Teks yang Ditampilkan

■ ■ ■ ■

Jangan terpedaya dengan agama resmi sebuah negara. Tidak perlu peduli
dengan bahasa resmi yang digunakan oleh sebuah pemerintah atau jargon
dan statemen-statemen. Tapi bertanyalah tentang prinsip dan nilai
kemanusiaan yang mengendalikan sebuah pemerintahan dan sistem
politiknya. Amati lah sikap-sikapnya terhadap segala peristiwa yang
dilalui oleh negeri-negeri muslim.
Selama beberapa hari ini,
bangsa Mesir mengalami aksi pembantaian dan pembunuhan di tangan
kelompok kudeta. Terjadi perang terhadap kelompok sipil yang menggugah
nurani manusia di seluruh dunia. Peristiwa di Mesir telah memancing
hampir seluruh pemerintah untuk mengambil sikap. Entah membela
konstitusi dan kemanusiaan serta demokrasi atau membela aksi pembunuhan
pertumpahan darah dan perampasan terhadap pemerintahan yang sah secara
paksa.
Sikap warga dunia terhadap peristiwa yang terjadi di Mesir
berbeda-beda sesuai dengan pemikiran dan prinsipnya masing-masing yang
menentukan sikap politiknya atau bahkan kecenderungan kejiwaan dan
warisan budaya serta kepentingan mereka.
Dukungan terhadap
kelompok kudeta atau menolaknya tidak lagi ditentukan oleh agama atau
bahasa. Bisa jadi anda mendapatkan warga Arab membela kudeta tapi bisa
jadi anda juga menemukan warga Perancis yang membela dan mendukung
konstitusi. Dan bisa jadi anda juga menemukan kelompok Kristen yang
menentang kudeta tapi juga anda bisa menemukan seorang Muslim yang mati
membela kudeta militer di Mesir.
Apa yang terjadi di Mesir bisa
jadi layak disebut sebagai sebuah skandal atau bahkan apa yang terjadi
di Mesir menjadi pengungkap tentang kejiwaan manusia dan rezim-rezim
penguasa, peristiwa itu telah menyaring manusia dan penguasa ke mana
lagi loyalitas dan keberpihakan mereka.

■ ■ ■ ■

Daftar Isian

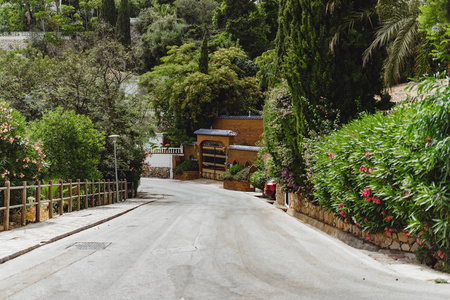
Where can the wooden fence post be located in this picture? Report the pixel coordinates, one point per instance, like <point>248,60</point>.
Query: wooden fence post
<point>61,196</point>
<point>126,190</point>
<point>38,205</point>
<point>50,199</point>
<point>78,195</point>
<point>7,201</point>
<point>105,199</point>
<point>93,196</point>
<point>86,201</point>
<point>109,192</point>
<point>98,192</point>
<point>24,204</point>
<point>70,195</point>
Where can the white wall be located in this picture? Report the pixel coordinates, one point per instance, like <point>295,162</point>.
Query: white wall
<point>161,161</point>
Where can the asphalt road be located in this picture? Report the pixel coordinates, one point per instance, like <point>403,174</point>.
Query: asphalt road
<point>199,241</point>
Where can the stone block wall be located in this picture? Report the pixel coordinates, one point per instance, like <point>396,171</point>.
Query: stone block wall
<point>157,172</point>
<point>6,43</point>
<point>392,241</point>
<point>238,185</point>
<point>187,175</point>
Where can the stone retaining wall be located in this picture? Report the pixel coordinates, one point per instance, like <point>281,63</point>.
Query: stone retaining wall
<point>392,241</point>
<point>238,185</point>
<point>187,175</point>
<point>7,44</point>
<point>158,172</point>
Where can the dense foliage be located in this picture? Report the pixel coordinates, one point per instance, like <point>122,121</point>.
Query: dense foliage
<point>186,99</point>
<point>89,83</point>
<point>389,173</point>
<point>123,23</point>
<point>71,144</point>
<point>20,159</point>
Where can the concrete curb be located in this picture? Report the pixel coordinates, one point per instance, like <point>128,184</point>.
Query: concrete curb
<point>345,237</point>
<point>59,237</point>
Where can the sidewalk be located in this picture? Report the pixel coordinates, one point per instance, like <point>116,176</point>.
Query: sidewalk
<point>16,242</point>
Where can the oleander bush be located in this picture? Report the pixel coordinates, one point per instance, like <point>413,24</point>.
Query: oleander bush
<point>391,172</point>
<point>259,179</point>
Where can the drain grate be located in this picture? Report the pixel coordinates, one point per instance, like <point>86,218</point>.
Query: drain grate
<point>90,246</point>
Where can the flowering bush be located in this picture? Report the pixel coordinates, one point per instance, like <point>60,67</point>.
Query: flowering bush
<point>20,160</point>
<point>388,173</point>
<point>71,143</point>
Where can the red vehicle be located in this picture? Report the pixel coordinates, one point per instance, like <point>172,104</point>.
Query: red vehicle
<point>270,188</point>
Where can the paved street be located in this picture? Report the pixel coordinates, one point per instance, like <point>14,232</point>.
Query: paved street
<point>202,242</point>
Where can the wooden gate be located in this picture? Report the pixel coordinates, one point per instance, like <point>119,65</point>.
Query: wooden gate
<point>213,160</point>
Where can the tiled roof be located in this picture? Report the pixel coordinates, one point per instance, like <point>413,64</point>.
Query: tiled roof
<point>241,117</point>
<point>244,148</point>
<point>213,132</point>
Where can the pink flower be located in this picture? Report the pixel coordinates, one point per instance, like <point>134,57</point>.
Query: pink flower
<point>366,193</point>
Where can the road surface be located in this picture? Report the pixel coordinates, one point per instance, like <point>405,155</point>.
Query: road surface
<point>199,241</point>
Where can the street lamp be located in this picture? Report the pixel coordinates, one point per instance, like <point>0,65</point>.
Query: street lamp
<point>114,138</point>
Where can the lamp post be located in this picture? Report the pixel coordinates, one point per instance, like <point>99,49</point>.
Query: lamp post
<point>114,138</point>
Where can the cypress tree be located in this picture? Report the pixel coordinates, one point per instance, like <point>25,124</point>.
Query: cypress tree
<point>203,61</point>
<point>123,23</point>
<point>313,73</point>
<point>108,12</point>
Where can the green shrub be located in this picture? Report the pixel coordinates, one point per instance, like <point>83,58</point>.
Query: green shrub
<point>259,179</point>
<point>235,169</point>
<point>187,165</point>
<point>242,174</point>
<point>71,143</point>
<point>388,173</point>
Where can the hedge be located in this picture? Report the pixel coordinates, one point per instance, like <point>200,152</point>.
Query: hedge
<point>391,172</point>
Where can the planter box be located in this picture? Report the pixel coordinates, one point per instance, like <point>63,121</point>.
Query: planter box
<point>187,175</point>
<point>238,185</point>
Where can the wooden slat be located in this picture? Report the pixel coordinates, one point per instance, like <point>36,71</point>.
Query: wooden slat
<point>212,155</point>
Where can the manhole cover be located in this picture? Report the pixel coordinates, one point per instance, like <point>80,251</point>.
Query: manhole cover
<point>90,245</point>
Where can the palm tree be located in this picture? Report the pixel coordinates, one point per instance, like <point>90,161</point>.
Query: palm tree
<point>398,32</point>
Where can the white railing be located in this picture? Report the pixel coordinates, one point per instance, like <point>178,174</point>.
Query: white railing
<point>175,150</point>
<point>24,34</point>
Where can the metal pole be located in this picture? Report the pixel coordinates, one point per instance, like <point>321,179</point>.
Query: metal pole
<point>117,177</point>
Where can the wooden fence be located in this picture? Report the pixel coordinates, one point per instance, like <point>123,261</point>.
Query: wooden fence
<point>55,198</point>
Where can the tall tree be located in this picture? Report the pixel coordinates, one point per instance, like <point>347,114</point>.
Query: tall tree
<point>123,23</point>
<point>108,12</point>
<point>314,73</point>
<point>245,21</point>
<point>203,61</point>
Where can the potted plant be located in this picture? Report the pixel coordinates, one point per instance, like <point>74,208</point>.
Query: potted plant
<point>187,170</point>
<point>237,178</point>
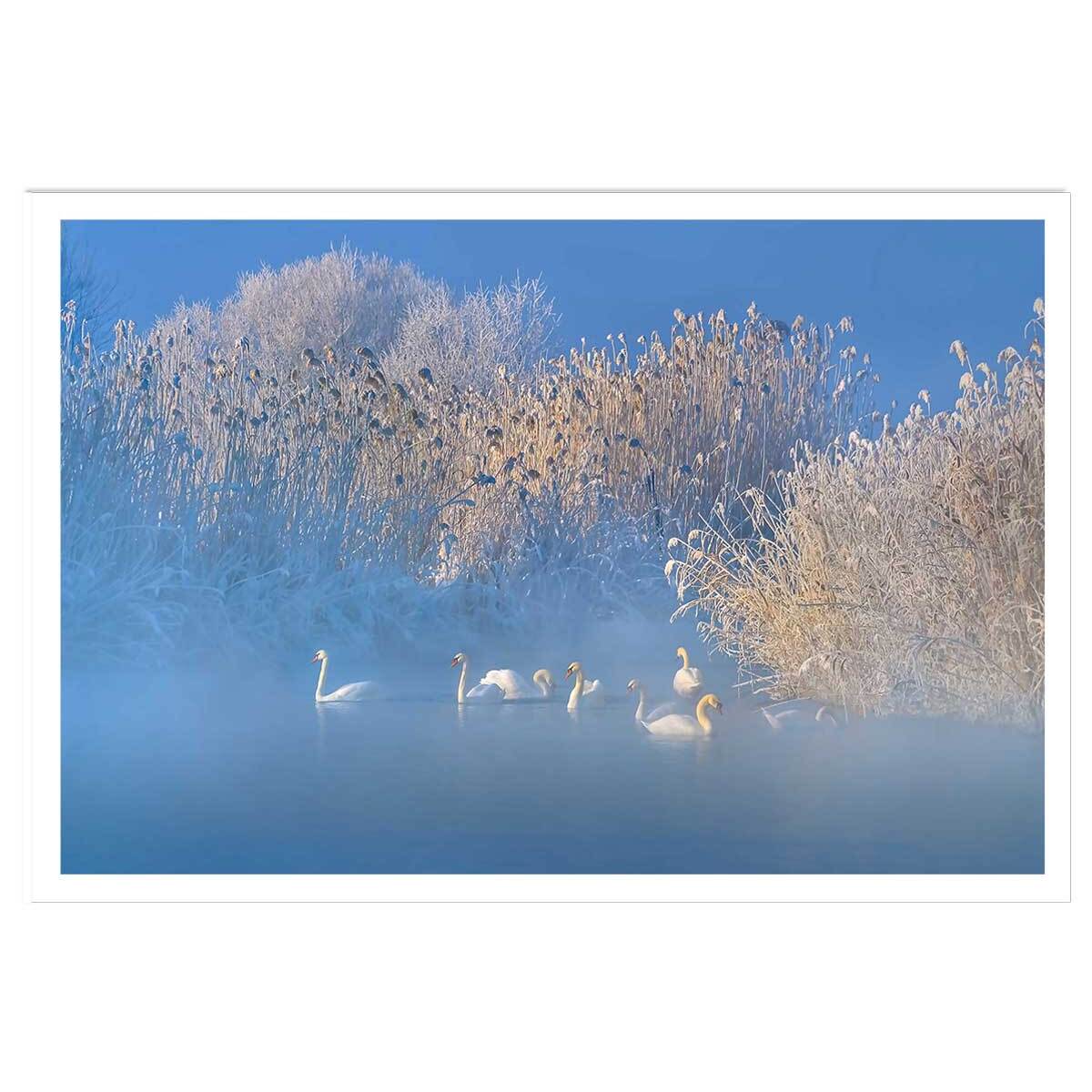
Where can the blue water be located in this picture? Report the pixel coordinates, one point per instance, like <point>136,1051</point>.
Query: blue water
<point>201,774</point>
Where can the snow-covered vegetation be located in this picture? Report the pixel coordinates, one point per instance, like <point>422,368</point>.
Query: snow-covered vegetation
<point>898,572</point>
<point>348,449</point>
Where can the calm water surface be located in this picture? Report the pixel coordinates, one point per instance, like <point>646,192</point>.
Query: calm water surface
<point>192,774</point>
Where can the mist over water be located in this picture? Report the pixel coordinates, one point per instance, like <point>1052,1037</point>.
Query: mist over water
<point>234,769</point>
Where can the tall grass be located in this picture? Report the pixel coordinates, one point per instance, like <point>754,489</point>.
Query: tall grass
<point>898,573</point>
<point>257,490</point>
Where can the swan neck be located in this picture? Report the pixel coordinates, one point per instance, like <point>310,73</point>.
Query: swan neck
<point>578,686</point>
<point>703,711</point>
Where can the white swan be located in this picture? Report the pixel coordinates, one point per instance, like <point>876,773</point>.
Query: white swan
<point>517,688</point>
<point>352,692</point>
<point>678,724</point>
<point>688,681</point>
<point>643,713</point>
<point>584,693</point>
<point>484,692</point>
<point>795,711</point>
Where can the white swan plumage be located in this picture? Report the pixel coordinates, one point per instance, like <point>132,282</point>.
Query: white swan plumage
<point>688,681</point>
<point>583,693</point>
<point>643,713</point>
<point>481,693</point>
<point>680,724</point>
<point>352,692</point>
<point>796,711</point>
<point>517,688</point>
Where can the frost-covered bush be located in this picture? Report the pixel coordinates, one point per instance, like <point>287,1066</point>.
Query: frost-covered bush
<point>343,298</point>
<point>896,572</point>
<point>478,339</point>
<point>217,490</point>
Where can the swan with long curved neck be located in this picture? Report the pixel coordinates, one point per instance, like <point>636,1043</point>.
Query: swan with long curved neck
<point>352,692</point>
<point>481,693</point>
<point>688,681</point>
<point>643,713</point>
<point>795,711</point>
<point>583,693</point>
<point>517,688</point>
<point>681,725</point>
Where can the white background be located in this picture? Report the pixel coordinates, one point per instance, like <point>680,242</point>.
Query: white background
<point>165,996</point>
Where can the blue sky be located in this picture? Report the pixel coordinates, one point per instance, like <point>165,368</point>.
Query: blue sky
<point>911,287</point>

■ ■ ■ ■

Latihan Tertulis
Tulis ulang bagian teks tentang peristiwa di Mesir, mulai dengan "Selama beberapa hari" dan berlanjut sampai "serta kepentingan mereka.". Tukar "nurani" dengan "hati".

Jawaban Soal
Selama beberapa hari ini,
bangsa Mesir mengalami aksi pembantaian dan pembunuhan di tangan
kelompok kudeta. Terjadi perang terhadap kelompok sipil yang menggugah
hati manusia di seluruh dunia. Peristiwa di Mesir telah memancing
hampir seluruh pemerintah untuk mengambil sikap. Entah membela
konstitusi dan kemanusiaan serta demokrasi atau membela aksi pembunuhan
pertumpahan darah dan perampasan terhadap pemerintahan yang sah secara
paksa.
Sikap warga dunia terhadap peristiwa yang terjadi di Mesir
berbeda-beda sesuai dengan pemikiran dan prinsipnya masing-masing yang
menentukan sikap politiknya atau bahkan kecenderungan kejiwaan dan
warisan budaya serta kepentingan mereka.